# DATA TO PROCESS
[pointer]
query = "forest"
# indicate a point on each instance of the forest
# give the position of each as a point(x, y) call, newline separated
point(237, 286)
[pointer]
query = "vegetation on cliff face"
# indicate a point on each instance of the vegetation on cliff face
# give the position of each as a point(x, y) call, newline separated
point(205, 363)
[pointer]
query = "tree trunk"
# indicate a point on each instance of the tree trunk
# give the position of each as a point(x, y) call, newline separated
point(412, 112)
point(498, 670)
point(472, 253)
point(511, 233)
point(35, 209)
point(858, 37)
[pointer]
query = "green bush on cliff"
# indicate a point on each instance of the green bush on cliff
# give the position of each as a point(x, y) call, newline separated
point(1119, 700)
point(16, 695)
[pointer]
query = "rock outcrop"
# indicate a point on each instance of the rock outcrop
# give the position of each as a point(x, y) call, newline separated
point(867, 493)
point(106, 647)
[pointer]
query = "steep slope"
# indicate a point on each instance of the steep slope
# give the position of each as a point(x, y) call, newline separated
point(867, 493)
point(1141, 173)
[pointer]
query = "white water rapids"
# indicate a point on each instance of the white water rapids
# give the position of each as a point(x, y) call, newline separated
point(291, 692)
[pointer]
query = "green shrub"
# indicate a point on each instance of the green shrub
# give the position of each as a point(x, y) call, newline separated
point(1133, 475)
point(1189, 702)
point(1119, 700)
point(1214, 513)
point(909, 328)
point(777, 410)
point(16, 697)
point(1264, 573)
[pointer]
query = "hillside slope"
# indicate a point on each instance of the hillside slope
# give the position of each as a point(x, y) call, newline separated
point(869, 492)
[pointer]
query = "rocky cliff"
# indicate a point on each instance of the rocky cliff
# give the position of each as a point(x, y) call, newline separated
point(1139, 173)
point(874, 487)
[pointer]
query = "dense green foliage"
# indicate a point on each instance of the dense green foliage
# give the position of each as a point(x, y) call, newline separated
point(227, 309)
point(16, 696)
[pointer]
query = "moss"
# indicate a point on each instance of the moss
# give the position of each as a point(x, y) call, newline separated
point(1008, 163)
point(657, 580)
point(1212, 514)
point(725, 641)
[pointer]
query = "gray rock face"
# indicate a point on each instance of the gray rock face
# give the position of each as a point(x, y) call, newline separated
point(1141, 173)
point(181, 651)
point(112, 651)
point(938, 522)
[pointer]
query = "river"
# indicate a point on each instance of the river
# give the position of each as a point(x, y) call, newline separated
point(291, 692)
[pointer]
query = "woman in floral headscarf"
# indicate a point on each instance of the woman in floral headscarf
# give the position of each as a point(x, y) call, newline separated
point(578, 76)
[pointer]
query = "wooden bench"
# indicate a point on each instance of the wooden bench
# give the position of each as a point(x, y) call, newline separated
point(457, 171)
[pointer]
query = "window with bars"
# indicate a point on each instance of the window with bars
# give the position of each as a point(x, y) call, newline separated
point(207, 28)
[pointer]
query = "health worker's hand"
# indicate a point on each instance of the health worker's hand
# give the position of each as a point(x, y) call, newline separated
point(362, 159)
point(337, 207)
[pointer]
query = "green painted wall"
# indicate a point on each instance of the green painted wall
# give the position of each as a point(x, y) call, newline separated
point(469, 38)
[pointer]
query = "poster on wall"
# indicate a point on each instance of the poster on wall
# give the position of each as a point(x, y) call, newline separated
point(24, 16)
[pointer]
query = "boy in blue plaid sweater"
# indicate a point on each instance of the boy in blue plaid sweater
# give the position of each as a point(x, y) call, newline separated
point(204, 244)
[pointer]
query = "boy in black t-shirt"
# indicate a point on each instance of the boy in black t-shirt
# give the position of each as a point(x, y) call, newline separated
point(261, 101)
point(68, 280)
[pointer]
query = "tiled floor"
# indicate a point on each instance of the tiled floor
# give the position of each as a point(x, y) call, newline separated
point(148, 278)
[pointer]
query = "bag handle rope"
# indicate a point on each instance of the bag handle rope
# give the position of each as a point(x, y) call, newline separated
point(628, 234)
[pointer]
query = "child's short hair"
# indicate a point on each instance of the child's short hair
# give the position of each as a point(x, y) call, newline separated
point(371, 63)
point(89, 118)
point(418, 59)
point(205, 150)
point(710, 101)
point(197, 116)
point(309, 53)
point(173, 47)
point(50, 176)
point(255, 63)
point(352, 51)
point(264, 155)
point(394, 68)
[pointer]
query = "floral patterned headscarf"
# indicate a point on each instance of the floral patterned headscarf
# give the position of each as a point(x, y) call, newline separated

# REQUIREMENT
Each entry must be set down exactly as it appears.

# YOUR RESPONSE
[pointer]
query = "forest"
# indicate a point on each instance of the forest
# give the position of each as a point(x, y) call, newline separated
point(237, 286)
[pointer]
query = "vegetation on cliff face"
# indicate a point on each instance of the vegetation on cliff face
# give the position of each as a point(x, y) call, newline separated
point(205, 363)
[pointer]
query = "tree trunk"
# indicate a point on each instance of the tree trunk
# give the position of each as a point(x, y) call, newline separated
point(412, 112)
point(498, 670)
point(472, 253)
point(511, 233)
point(35, 209)
point(858, 37)
[pointer]
query = "green bush on cliff"
# indicate a point on each instance of the green bush on cliff
# give the position of each as a point(x, y) call, newline separated
point(1119, 700)
point(16, 695)
[pointer]
query = "rock outcrop"
# indicate a point on each instance of the rock outcrop
# give the position of each as a point(x, y) call, newline separated
point(867, 493)
point(106, 647)
[pointer]
query = "steep slope"
# indicate a point on each instance of the steep slope
# give the position of each as a point(x, y) call, newline separated
point(867, 493)
point(1141, 173)
[pointer]
query = "white water rapids"
# indicate a point on each instance of the white water rapids
# give the position of each as a point(x, y) call, newline separated
point(291, 692)
[pointer]
query = "green shrub"
# indicate a point on each instance of the green shrub
# give the position of each as a point(x, y) call, newline separated
point(1133, 475)
point(1189, 702)
point(1119, 700)
point(1214, 513)
point(909, 328)
point(777, 410)
point(16, 697)
point(1264, 573)
[pointer]
query = "hillside slope"
# indicate a point on each instance of the hillside slope
# give the position of each as a point(x, y) call, newline separated
point(869, 492)
[pointer]
query = "rocky cliff"
# indicate a point on each instance of the rocky cliff
# give the position of each as a point(x, y) call, newline separated
point(1139, 173)
point(874, 487)
[pointer]
query = "dense green foliage"
# indicate a point on each instance of the dense green foliage
# give the position of each as a point(x, y) call, newline separated
point(227, 309)
point(16, 696)
[pointer]
query = "moss"
# indicate a point on each instance of the moss
# give the position of each as a point(x, y) call, newline separated
point(1008, 163)
point(657, 580)
point(1212, 514)
point(725, 641)
[pointer]
query = "gray rock face"
# indicate a point on each instance of the gray rock face
# give the position of each as a point(x, y) call, newline separated
point(1141, 173)
point(181, 651)
point(112, 651)
point(938, 522)
[pointer]
query = "river"
# indicate a point on each instance of the river
# give the position of each as a point(x, y) call, newline separated
point(291, 692)
[pointer]
query = "woman in floral headscarf"
# indicate a point on each instance of the woman in floral headscarf
# give the position of each as a point(x, y) call, newline separated
point(578, 76)
[pointer]
query = "wooden bench"
# indicate a point on each instance of the wooden bench
# give the position of each as a point(x, y) call, newline separated
point(457, 171)
[pointer]
query = "window with bars"
# indicate a point on each instance of the window with bars
# give the position of each as a point(x, y) call, newline separated
point(207, 28)
[pointer]
query = "health worker's hand"
# indicate a point on each instance of the health worker's hand
# give the position of each as a point(x, y) call, newline separated
point(362, 159)
point(337, 207)
[pointer]
query = "green painted wall"
# indicate a point on each instance of the green painted wall
# give the position of each as a point(x, y) call, newline separated
point(469, 38)
[pointer]
query = "poster on wall"
# indicate a point on each instance of the poster on wall
# give the position of each as a point(x, y) call, newline separated
point(24, 16)
[pointer]
query = "boy in blue plaid sweater"
# indicate a point on each instance of the boy in blue plaid sweater
# give the position of each as a point(x, y) call, newline separated
point(204, 244)
[pointer]
query = "boy in black t-shirt"
# indicate a point on each instance of the boy in black t-shirt
# give the position of each as a point(x, y) call, newline separated
point(261, 101)
point(68, 280)
[pointer]
query = "tiled floor"
# indicate a point on each instance of the tiled floor
# give the position of each as a point(x, y) call, newline separated
point(148, 278)
[pointer]
query = "bag handle rope"
# indicate a point on each instance of the bag handle rope
# give the position of each as a point(x, y) call, newline separated
point(628, 234)
[pointer]
query = "child's short hair"
# indicate a point on each instance of the child's short hair
# give the position of each as a point(x, y) call, newline separated
point(371, 63)
point(89, 118)
point(418, 59)
point(205, 150)
point(710, 101)
point(197, 116)
point(309, 53)
point(173, 47)
point(50, 176)
point(255, 63)
point(352, 51)
point(264, 155)
point(394, 68)
[pointer]
query = "floral patterned headscarf"
# indicate a point on each instance of the floral patterned headscarf
# give the position of each as a point(x, y) call, newline separated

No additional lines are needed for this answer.